▶ _Extracted data_
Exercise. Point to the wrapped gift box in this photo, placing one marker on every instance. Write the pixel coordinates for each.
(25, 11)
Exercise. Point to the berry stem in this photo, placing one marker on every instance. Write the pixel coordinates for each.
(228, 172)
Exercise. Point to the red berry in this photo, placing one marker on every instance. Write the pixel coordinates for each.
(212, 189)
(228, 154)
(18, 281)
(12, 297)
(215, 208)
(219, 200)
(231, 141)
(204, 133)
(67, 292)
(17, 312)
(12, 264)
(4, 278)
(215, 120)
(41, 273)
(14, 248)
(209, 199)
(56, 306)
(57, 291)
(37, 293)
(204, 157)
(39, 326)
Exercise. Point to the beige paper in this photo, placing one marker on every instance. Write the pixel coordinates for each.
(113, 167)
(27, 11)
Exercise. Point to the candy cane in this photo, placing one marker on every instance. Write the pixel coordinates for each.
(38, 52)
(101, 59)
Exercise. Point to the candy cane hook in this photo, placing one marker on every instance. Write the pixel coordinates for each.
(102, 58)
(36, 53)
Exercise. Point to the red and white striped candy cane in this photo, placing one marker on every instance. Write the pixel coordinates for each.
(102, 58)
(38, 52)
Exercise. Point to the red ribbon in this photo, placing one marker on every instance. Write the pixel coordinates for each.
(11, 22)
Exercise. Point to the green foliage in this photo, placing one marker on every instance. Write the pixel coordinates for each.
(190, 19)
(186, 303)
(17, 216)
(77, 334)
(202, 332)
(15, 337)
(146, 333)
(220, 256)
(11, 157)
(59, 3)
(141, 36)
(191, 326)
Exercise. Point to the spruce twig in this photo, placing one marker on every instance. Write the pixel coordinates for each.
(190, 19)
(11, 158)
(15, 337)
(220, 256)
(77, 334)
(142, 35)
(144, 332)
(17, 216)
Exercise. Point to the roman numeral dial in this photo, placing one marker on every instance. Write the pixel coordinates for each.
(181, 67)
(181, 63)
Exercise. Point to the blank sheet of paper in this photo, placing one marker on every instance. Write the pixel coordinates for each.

▶ _Your objective_
Copy out the data shown above without altering anything.

▶ _Final result_
Exercise. Point to the wrapped gift box in this photo, placing one marker on every instance. Write the pixel coordinates for each.
(25, 11)
Exercise. Point to the berry stem in this photo, placing one marker on every instance. Write the pixel coordinates for each.
(228, 172)
Exercise. Point to the red berry in this photo, placing one marker on every instance. Write the pixel coordinates for each.
(212, 189)
(228, 154)
(18, 281)
(12, 297)
(215, 208)
(219, 200)
(231, 141)
(204, 133)
(67, 292)
(17, 312)
(12, 264)
(4, 278)
(215, 120)
(41, 273)
(14, 248)
(209, 199)
(56, 306)
(57, 291)
(37, 293)
(204, 157)
(39, 326)
Exercise. Point to the beige paper in this photo, placing one marker on every instance. Write the pixel coordinates for each.
(113, 167)
(27, 11)
Exercise. Point to the candy cane in this photo, placing one marker on every instance. Write the pixel coordinates for each.
(38, 52)
(101, 59)
Exercise. Point to the candy cane hook in this photo, placing one marker on every instance. Write the pixel coordinates for each.
(102, 58)
(36, 53)
Exercise. Point to the red and white striped candy cane in this photo, placing one marker on every instance. Write the pixel coordinates for each.
(102, 58)
(38, 52)
Exercise. Point to the red ribbon in this photo, placing one marker on every instance. Write the pixel coordinates for each.
(11, 22)
Exercise. Point to the green foliage in this photo, placing one marker on every instance. Write the pixel coordinates for each.
(190, 19)
(186, 303)
(17, 216)
(77, 334)
(202, 332)
(15, 337)
(146, 333)
(220, 256)
(11, 157)
(59, 3)
(141, 36)
(191, 326)
Exercise. Point to the spruce twig in this photo, placing one marker on every instance. Write the pixel coordinates for each.
(190, 19)
(11, 158)
(15, 337)
(220, 256)
(77, 334)
(142, 35)
(144, 332)
(17, 216)
Exercise. Point to the roman numeral dial in this photo, placing one marker on every instance. Write the pixel coordinates for each.
(181, 67)
(181, 63)
Exercise. Point to the blank sheet of paper in this photo, placing one marker on every instance. Write the pixel coordinates for each.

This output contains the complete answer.